TASK ITEM:
Retype exactly the lines that run from the start of the data to the line holding "tree silhouette -> box", including both, and only those.

Saved entries:
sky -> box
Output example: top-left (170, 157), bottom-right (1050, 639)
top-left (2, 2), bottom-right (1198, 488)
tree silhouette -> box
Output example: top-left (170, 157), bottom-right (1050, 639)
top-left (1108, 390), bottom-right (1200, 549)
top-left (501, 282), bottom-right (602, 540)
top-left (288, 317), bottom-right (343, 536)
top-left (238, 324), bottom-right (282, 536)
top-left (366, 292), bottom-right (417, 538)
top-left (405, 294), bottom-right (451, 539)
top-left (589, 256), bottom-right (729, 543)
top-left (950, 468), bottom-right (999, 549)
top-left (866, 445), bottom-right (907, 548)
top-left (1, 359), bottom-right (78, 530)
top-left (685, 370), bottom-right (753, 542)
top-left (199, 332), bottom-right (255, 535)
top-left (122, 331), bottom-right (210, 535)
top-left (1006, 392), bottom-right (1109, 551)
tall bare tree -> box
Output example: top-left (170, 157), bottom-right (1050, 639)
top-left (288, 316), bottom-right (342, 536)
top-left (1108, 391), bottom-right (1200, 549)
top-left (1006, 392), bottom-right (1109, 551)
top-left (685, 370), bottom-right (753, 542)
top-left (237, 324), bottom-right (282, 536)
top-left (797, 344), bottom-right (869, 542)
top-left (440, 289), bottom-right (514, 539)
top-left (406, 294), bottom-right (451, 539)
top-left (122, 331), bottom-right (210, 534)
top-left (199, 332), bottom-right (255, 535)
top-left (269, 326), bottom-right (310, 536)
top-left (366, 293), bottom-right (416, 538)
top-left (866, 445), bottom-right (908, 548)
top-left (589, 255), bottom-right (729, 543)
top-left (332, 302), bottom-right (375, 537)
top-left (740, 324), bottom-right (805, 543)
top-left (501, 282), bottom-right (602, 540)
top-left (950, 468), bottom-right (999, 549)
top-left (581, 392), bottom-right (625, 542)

RESPONSE TO THE EXERCISE:
sky -> box
Output example: top-left (170, 157), bottom-right (1050, 639)
top-left (2, 2), bottom-right (1198, 488)
tree silhouette -> box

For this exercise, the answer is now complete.